> **Work instructions**
Scan the records below for the line with "166L205 167L204 175L210" and the line with "positive clicks: (252, 254)". Repeat those two lines and every line between them exactly, and nothing else.

(Saved entries)
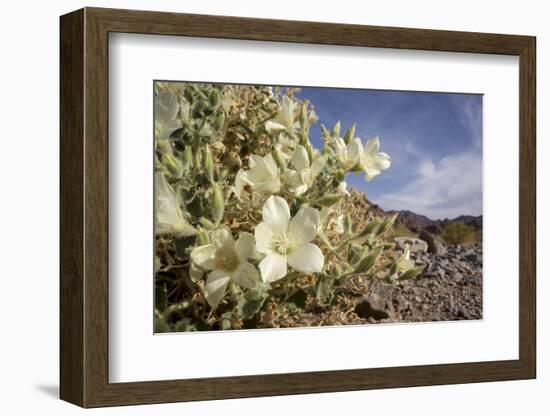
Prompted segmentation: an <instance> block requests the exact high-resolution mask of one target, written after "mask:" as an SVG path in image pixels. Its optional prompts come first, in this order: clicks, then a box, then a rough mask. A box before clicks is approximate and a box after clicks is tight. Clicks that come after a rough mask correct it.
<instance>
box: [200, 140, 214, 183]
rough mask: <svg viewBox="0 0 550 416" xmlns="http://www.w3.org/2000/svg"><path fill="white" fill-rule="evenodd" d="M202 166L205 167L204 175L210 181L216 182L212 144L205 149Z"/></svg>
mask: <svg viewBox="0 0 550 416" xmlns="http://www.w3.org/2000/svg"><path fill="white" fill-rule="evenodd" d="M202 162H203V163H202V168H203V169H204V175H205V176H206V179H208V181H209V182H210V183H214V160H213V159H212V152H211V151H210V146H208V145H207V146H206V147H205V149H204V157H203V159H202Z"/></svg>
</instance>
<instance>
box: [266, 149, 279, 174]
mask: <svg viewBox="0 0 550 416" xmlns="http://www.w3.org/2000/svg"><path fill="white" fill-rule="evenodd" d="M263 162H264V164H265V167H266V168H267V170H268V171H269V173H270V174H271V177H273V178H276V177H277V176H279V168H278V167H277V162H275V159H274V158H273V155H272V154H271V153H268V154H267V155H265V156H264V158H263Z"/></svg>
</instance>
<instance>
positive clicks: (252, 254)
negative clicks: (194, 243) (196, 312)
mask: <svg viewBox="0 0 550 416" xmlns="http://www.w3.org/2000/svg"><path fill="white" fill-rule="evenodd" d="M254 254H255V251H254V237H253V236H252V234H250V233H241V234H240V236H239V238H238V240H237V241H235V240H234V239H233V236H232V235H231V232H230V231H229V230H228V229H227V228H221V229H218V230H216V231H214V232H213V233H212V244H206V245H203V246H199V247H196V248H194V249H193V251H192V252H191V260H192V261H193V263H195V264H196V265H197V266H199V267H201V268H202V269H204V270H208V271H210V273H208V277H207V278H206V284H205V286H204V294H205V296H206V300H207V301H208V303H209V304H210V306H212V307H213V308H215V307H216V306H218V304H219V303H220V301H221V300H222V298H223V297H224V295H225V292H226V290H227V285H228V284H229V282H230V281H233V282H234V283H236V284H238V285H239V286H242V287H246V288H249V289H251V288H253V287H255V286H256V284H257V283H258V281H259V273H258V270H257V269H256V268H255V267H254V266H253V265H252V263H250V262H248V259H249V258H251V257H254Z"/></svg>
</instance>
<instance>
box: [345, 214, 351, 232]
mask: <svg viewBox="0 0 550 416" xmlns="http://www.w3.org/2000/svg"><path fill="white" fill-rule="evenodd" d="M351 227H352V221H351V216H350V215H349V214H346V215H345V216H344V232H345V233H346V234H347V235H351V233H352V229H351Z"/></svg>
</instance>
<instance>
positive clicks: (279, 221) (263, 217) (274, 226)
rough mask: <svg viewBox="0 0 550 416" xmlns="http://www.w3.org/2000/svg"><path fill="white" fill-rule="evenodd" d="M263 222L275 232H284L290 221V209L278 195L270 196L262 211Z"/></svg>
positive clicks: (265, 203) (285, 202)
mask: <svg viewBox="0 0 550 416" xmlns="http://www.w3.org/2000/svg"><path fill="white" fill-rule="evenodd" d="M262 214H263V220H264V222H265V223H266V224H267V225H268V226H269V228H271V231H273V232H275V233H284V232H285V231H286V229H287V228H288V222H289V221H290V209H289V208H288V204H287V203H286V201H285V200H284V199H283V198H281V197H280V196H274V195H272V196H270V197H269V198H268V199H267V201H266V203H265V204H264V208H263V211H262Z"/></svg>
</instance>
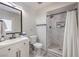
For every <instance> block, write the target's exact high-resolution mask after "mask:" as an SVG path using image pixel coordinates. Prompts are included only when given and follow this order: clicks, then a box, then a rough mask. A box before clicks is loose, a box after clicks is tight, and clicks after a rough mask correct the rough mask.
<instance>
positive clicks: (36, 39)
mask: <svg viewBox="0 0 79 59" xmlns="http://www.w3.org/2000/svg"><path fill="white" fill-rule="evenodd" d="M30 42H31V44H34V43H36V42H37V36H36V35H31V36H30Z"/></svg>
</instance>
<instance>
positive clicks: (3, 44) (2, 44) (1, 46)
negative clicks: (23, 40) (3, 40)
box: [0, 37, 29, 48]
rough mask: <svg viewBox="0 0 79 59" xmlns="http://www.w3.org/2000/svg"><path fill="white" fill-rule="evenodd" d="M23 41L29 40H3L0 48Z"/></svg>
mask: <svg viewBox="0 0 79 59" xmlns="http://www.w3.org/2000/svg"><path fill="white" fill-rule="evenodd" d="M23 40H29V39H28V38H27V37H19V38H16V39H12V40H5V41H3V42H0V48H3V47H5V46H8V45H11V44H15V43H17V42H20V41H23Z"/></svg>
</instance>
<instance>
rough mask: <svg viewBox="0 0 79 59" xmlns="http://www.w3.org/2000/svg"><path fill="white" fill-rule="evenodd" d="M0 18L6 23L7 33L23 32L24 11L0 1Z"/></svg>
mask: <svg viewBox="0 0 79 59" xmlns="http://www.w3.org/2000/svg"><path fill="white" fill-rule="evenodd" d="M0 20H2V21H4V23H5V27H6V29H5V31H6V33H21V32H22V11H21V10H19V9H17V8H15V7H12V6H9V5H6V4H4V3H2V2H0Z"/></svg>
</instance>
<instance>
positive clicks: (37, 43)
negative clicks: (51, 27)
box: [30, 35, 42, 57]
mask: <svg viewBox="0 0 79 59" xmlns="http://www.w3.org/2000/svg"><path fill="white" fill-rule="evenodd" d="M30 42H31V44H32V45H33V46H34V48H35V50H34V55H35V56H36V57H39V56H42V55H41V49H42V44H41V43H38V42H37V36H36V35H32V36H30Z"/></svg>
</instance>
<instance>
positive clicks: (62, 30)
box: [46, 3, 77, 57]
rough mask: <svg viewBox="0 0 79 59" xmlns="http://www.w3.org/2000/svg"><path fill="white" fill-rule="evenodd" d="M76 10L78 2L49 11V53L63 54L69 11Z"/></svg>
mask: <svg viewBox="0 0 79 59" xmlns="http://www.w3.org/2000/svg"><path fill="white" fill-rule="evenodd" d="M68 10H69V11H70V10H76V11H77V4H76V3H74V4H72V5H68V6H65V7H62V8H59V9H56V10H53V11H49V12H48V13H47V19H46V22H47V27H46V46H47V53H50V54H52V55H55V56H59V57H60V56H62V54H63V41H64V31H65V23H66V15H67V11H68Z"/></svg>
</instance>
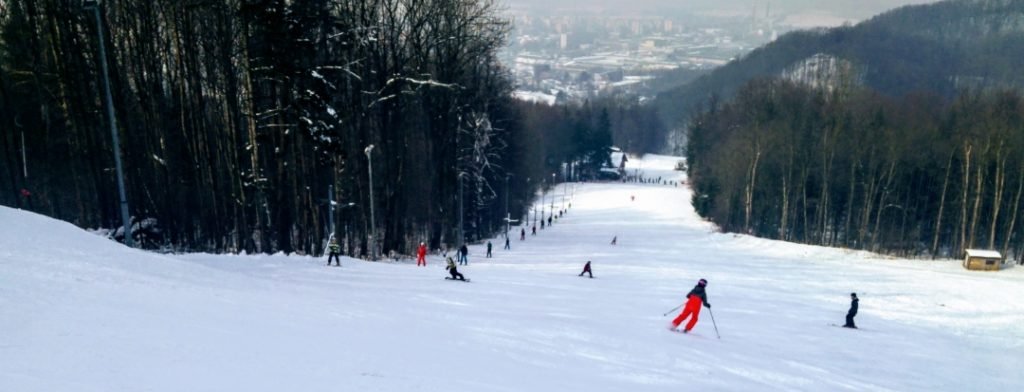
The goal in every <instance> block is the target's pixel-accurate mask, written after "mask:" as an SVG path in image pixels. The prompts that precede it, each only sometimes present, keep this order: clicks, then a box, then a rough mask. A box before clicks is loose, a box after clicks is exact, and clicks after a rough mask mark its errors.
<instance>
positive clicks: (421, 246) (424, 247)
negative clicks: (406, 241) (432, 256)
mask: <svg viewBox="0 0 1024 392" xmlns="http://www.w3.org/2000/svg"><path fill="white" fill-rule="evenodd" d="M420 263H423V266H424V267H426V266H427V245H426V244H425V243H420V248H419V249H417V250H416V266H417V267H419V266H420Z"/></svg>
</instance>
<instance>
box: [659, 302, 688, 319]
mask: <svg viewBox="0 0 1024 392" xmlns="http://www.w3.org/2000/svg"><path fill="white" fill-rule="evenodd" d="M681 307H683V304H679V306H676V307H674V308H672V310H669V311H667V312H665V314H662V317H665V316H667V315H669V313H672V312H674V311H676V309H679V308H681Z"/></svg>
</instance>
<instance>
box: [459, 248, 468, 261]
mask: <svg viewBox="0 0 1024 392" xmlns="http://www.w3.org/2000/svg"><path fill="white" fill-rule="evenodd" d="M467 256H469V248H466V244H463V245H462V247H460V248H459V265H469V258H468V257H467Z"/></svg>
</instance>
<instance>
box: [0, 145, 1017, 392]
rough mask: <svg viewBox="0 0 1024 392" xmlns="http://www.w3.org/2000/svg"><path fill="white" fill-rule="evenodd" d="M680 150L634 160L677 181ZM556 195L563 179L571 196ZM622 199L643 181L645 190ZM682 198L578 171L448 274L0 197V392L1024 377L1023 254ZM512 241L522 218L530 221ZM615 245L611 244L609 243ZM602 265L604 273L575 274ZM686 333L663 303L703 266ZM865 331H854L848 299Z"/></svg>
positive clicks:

...

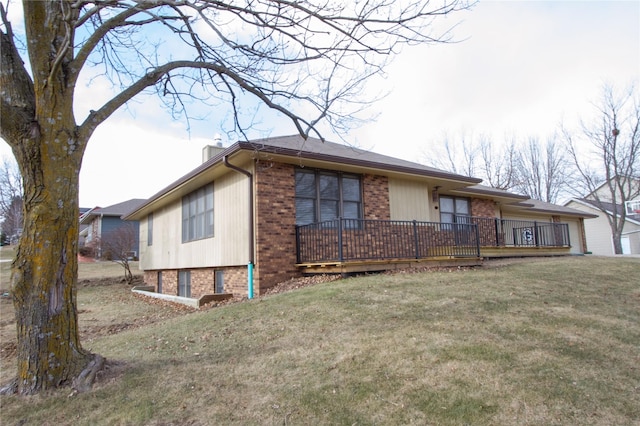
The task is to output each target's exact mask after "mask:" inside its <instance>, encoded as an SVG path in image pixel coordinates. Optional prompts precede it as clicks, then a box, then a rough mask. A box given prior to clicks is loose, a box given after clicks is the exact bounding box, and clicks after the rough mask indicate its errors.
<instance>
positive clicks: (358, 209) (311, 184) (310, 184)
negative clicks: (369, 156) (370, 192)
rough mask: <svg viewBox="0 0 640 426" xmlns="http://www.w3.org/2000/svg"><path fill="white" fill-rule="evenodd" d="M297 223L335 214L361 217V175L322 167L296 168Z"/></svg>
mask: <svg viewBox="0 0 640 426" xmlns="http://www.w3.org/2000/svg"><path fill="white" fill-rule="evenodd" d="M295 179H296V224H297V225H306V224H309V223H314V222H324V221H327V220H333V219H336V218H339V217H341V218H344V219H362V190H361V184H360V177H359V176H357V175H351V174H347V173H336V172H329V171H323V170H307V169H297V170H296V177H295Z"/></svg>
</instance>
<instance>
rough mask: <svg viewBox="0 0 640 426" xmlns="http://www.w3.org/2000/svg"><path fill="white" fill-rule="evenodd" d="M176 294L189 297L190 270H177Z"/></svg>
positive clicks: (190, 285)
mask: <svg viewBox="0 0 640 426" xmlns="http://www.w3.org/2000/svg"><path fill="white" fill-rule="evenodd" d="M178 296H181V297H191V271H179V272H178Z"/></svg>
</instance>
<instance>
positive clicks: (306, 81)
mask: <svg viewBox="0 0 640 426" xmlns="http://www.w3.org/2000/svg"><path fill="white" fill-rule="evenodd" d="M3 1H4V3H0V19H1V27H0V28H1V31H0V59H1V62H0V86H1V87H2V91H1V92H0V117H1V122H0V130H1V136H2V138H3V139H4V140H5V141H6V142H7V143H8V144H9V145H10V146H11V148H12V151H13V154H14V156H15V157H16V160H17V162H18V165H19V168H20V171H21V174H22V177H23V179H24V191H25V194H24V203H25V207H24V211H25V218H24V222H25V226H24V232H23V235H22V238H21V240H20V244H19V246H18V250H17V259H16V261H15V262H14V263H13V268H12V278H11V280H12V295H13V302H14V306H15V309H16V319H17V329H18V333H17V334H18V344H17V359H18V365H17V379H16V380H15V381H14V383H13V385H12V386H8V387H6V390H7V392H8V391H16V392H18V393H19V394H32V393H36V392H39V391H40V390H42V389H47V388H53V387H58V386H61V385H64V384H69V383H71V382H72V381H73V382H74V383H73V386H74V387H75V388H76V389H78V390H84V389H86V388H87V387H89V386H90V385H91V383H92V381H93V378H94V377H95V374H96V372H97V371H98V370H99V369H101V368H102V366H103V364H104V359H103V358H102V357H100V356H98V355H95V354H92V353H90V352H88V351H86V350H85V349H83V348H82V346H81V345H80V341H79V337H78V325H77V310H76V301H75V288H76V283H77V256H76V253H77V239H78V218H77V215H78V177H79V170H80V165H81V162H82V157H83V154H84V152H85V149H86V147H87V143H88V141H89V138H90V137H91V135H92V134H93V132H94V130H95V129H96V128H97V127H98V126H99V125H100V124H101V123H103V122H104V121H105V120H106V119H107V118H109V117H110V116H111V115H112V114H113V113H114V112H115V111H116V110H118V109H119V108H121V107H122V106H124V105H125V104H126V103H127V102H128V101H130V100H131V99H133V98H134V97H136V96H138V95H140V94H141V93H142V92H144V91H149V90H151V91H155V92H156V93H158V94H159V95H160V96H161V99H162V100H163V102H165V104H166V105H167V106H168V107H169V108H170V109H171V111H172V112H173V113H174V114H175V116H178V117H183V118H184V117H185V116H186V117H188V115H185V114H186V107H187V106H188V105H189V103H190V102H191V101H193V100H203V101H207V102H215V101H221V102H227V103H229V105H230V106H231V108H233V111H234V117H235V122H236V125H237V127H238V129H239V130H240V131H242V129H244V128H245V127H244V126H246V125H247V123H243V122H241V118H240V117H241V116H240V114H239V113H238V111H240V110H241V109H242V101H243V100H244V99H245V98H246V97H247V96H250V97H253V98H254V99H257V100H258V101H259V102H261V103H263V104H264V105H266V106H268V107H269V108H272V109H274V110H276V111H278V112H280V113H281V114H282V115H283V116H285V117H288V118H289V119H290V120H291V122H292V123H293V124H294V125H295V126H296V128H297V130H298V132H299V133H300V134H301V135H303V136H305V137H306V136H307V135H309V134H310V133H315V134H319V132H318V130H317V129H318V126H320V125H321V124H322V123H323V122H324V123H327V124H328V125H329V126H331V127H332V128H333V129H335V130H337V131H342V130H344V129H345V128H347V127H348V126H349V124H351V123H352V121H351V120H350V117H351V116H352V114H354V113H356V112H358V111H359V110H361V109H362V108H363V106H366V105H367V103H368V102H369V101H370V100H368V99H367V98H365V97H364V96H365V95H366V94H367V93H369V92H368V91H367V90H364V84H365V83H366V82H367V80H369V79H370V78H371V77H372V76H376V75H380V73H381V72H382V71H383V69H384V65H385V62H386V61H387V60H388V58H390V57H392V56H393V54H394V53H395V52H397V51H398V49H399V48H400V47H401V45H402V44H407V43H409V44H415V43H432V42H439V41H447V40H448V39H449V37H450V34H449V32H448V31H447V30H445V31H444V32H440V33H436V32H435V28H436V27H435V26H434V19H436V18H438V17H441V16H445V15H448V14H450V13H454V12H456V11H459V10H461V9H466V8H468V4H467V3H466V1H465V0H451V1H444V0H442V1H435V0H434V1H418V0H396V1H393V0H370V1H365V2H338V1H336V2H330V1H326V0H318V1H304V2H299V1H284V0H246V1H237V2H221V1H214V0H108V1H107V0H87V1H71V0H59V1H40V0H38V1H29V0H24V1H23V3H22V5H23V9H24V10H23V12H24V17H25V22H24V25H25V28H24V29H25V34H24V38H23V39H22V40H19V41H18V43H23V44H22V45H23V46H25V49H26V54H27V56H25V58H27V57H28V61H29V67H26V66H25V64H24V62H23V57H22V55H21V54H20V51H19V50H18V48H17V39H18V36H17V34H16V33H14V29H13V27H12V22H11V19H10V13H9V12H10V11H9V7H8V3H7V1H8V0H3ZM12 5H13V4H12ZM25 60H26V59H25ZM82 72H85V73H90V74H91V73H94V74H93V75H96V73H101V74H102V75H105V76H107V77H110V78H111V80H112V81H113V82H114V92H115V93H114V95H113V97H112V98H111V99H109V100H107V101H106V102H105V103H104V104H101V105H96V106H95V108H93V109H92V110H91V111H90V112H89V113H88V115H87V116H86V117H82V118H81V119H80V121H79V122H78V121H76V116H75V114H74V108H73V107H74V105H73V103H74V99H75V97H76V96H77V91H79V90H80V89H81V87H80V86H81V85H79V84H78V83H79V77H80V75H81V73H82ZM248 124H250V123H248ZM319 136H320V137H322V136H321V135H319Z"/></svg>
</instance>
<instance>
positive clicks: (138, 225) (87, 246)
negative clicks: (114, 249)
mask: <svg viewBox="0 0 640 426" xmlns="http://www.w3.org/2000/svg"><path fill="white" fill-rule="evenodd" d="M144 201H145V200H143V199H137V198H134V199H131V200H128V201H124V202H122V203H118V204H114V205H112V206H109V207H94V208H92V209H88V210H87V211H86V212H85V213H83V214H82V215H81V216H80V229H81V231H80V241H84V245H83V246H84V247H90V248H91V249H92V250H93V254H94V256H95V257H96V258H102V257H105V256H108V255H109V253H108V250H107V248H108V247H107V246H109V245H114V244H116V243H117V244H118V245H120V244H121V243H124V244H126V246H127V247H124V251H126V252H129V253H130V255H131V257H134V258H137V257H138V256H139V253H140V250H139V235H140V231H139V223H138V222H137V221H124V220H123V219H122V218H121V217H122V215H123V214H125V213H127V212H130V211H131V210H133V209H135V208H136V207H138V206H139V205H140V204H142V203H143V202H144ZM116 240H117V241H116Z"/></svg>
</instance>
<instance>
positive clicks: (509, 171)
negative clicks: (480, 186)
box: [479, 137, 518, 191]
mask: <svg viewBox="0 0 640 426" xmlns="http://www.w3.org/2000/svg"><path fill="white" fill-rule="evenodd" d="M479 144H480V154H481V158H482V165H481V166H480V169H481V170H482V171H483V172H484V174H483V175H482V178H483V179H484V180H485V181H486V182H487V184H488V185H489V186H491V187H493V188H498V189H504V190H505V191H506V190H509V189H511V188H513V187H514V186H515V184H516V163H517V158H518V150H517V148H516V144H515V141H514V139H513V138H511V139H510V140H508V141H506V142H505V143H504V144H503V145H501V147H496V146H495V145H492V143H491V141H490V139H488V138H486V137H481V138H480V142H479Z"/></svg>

==

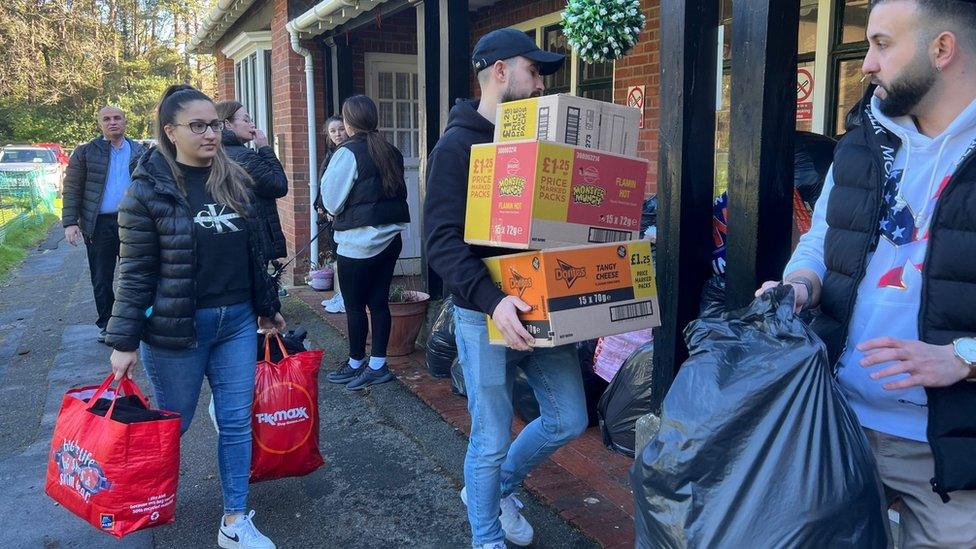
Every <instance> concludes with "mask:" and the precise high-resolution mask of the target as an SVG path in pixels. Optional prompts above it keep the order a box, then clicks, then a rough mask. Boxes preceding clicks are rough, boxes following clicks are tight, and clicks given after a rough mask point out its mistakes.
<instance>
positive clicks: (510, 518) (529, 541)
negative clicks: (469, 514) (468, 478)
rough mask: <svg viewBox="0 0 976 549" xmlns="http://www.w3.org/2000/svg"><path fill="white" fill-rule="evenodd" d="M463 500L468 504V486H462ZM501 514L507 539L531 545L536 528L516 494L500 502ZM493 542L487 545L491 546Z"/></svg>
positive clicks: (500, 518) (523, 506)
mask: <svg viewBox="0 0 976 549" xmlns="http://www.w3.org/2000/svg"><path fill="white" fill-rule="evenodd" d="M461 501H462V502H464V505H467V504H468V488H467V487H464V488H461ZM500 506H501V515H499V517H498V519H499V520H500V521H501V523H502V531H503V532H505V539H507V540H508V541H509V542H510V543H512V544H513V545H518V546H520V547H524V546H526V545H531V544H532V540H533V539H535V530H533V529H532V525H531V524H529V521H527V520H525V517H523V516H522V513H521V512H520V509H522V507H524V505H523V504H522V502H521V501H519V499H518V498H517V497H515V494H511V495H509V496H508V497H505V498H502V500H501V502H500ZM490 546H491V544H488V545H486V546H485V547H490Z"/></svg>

> **Output of the exercise**
rough mask: <svg viewBox="0 0 550 416" xmlns="http://www.w3.org/2000/svg"><path fill="white" fill-rule="evenodd" d="M202 166L205 167L204 175L210 181L216 182L212 144L205 149Z"/></svg>
mask: <svg viewBox="0 0 550 416" xmlns="http://www.w3.org/2000/svg"><path fill="white" fill-rule="evenodd" d="M202 162H203V163H202V168H203V169H204V175H205V176H206V179H208V181H209V182H210V183H214V160H213V159H212V152H211V151H210V146H208V145H207V146H206V147H205V149H204V157H203V159H202Z"/></svg>
</instance>
<instance>
box: [266, 149, 279, 174]
mask: <svg viewBox="0 0 550 416" xmlns="http://www.w3.org/2000/svg"><path fill="white" fill-rule="evenodd" d="M263 162H264V164H265V167H266V168H267V170H268V171H269V173H270V174H271V177H273V178H276V177H277V176H279V168H278V167H277V162H275V159H274V158H273V155H272V154H271V153H268V154H267V155H265V156H264V158H263Z"/></svg>
</instance>
<instance>
positive clicks: (252, 254)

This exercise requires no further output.